[EXTRACTED TEXT]
_ _ _

Anticipate – and avoid – inequitable outcomes

Division and product managers need guidance on how to anticipate inequitable and biased outcomes. Inequalities and biases can arise due simply to data collection imbalances — for instance, a facial recognition tool that has been trained on 100,000 male faces and 5,000 female faces will likely be differently effective by gender. CDAOs must help ensure balanced and representative data sets.
Other biases are less obvious, but just as important. In 2019, Apple Card and Goldman Sachs were accused of gender bias when extending higher credit lines to men than women. Though Goldman Sachs maintained that creditworthiness — not gender — was the driving factor in credit decisions, the fact that women have historically had fewer opportunities to build credit likely meant that the algorithm favored men.
To mitigate inequities, CDAOs must help tech developers and product managers alike navigate what it means to be fair. While computer science literature offers myriad metrics and definitions of fairness, developers cannot reasonably choose one in the absence of collaborations with the business managers and external experts who can offer deep contextual understanding of how data will eventually be used. Once standards for fairness are chosen, they must also be effectively communicated to data collectors to ensure adherence.

_ _ _

[DATA BLOCK]
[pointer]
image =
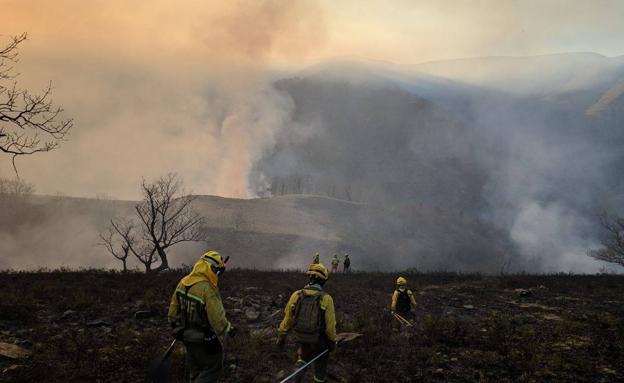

_ _ _

[EXERCISE]
Please copy the passage on avoiding inequitable outcomes word for word, from "Division and product" up to and including "algorithm favored men.".

[TASK ANSWER]
Division and product managers need guidance on how to anticipate inequitable and biased outcomes. Inequalities and biases can arise due simply to data collection imbalances — for instance, a facial recognition tool that has been trained on 100,000 male faces and 5,000 female faces will likely be differently effective by gender. CDAOs must help ensure balanced and representative data sets.
Other biases are less obvious, but just as important. In 2019, Apple Card and Goldman Sachs were accused of gender bias when extending higher credit lines to men than women. Though Goldman Sachs maintained that creditworthiness — not gender — was the driving factor in credit decisions, the fact that women have historically had fewer opportunities to build credit likely meant that the algorithm favored men.